▶ _Exercise data_:
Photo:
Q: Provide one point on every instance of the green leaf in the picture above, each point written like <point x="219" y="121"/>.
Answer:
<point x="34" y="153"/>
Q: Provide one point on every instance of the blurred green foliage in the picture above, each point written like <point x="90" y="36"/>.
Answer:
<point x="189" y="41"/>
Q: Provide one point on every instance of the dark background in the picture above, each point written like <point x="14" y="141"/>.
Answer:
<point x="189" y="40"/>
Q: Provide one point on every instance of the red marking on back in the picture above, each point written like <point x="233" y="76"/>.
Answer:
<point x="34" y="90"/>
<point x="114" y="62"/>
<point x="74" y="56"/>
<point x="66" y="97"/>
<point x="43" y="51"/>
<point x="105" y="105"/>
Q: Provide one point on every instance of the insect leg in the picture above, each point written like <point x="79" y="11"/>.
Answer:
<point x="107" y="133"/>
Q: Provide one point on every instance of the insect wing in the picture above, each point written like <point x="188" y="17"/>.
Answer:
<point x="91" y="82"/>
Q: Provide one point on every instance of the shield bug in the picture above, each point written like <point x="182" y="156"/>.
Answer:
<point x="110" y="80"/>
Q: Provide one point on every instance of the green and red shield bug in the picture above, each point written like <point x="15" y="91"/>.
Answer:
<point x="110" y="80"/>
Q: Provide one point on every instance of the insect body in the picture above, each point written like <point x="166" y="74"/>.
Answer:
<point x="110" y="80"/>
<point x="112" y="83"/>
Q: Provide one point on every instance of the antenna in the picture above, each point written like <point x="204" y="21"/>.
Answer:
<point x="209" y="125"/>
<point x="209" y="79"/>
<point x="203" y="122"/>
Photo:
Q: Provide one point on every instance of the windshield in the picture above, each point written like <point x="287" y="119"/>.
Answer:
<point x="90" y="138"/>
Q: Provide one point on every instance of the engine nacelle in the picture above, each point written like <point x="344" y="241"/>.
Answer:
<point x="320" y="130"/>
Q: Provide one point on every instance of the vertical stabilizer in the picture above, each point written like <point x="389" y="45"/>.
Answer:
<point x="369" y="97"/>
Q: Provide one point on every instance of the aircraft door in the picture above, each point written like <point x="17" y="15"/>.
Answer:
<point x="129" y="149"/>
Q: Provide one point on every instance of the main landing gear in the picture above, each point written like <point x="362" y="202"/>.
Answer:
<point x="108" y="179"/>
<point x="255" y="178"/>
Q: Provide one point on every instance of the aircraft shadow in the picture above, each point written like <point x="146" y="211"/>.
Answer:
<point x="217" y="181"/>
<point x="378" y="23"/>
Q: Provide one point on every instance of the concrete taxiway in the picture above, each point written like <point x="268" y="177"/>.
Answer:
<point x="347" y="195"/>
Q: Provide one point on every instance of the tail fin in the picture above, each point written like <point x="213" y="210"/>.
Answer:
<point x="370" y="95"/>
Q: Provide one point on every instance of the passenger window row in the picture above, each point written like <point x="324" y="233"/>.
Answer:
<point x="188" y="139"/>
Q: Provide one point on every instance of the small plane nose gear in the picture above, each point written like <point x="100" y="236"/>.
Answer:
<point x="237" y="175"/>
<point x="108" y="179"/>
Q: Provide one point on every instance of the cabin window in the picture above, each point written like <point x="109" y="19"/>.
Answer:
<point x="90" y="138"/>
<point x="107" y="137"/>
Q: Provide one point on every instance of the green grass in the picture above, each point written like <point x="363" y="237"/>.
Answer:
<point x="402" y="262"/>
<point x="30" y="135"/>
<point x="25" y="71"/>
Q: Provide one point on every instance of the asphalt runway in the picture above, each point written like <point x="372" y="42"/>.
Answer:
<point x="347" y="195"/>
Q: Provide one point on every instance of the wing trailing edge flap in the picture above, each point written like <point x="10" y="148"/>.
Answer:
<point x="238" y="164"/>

▶ _What is expected_: Repeat the material exactly. Every line should match.

▶ _Output below_:
Photo:
Q: Provide one point on every instance of the green leaf in the picture above, each point written like <point x="219" y="121"/>.
Answer:
<point x="34" y="153"/>
Q: Provide one point on every instance of the blurred green foliage in the picture above, each point written like <point x="90" y="36"/>.
Answer:
<point x="189" y="41"/>
Q: Provide one point on every instance of the dark background in the picture above, each point written like <point x="14" y="141"/>.
Answer:
<point x="189" y="40"/>
Q: Provide one point on every instance of the red marking on back in the picture above, each point written like <point x="233" y="76"/>.
Answer:
<point x="34" y="90"/>
<point x="114" y="62"/>
<point x="74" y="56"/>
<point x="66" y="97"/>
<point x="43" y="51"/>
<point x="105" y="105"/>
Q: Provide one point on every instance of the insect leg in the picture above, each point written like <point x="79" y="11"/>.
Answer:
<point x="107" y="133"/>
Q: Provide one point on every instance of the insect wing in the picture above, each point written like <point x="188" y="17"/>.
Answer:
<point x="91" y="82"/>
Q: Provide one point on every instance of the shield bug in the picture above, each point written like <point x="182" y="156"/>.
Answer:
<point x="110" y="80"/>
Q: Provide one point on every instance of the green and red shield bug in the picture above, each point written like <point x="15" y="91"/>.
Answer:
<point x="110" y="80"/>
Q: Provide one point on every instance of the insect body in the picture above, each point written like <point x="166" y="74"/>.
Answer:
<point x="110" y="80"/>
<point x="112" y="83"/>
Q: Provide one point on every instance of the antenna in the picture above, each point written like <point x="204" y="21"/>.
Answer:
<point x="209" y="125"/>
<point x="209" y="79"/>
<point x="203" y="122"/>
Photo:
Q: Provide one point on every instance of the windshield in the picture above, each point written like <point x="287" y="119"/>.
Answer:
<point x="90" y="138"/>
Q: Provide one point on every instance of the engine nacelle in the picture above, each point written like <point x="344" y="241"/>.
Answer:
<point x="320" y="130"/>
Q: Provide one point on every instance of the vertical stabilizer in the picture above, each point written like <point x="389" y="45"/>.
Answer:
<point x="369" y="97"/>
Q: Provide one point on every instance of the aircraft door in the picture above, each point written like <point x="17" y="15"/>.
Answer:
<point x="129" y="149"/>
Q: Provide one point on every instance of the main landing gear in the picture above, each point written like <point x="362" y="202"/>.
Answer:
<point x="108" y="179"/>
<point x="255" y="178"/>
Q: Provide one point on every instance of the aircraft shadow in the picture above, each point written like <point x="146" y="211"/>.
Answer:
<point x="217" y="181"/>
<point x="378" y="23"/>
Q: Provide one point on every instance of the concrete taxiway in the picture above, each point written like <point x="268" y="177"/>.
Answer:
<point x="347" y="195"/>
Q: Provide one point on every instance of the tail fin in the picture above, each point written like <point x="213" y="210"/>.
Answer:
<point x="370" y="95"/>
Q: Provide one point on every instance of the passenger window row in the picture above, each point written like <point x="324" y="233"/>.
Answer:
<point x="188" y="139"/>
Q: Provide one point on every instance of the small plane nose gear in the picture above, each point written like <point x="100" y="236"/>.
Answer:
<point x="237" y="175"/>
<point x="108" y="179"/>
Q: Provide one point on every instance of the cabin window in the picture above, each point written like <point x="109" y="19"/>.
Answer:
<point x="90" y="138"/>
<point x="107" y="137"/>
Q: Provide one point on every instance of the green grass in the picture above, each point written like <point x="363" y="237"/>.
Answer:
<point x="402" y="262"/>
<point x="30" y="135"/>
<point x="25" y="71"/>
Q: Provide one point on every instance of the asphalt runway in the picture above, each point written like <point x="372" y="42"/>.
Answer:
<point x="347" y="195"/>
Q: Provide one point on every instance of the wing trailing edge flap in the picture above, each point written like <point x="10" y="148"/>.
Answer:
<point x="238" y="164"/>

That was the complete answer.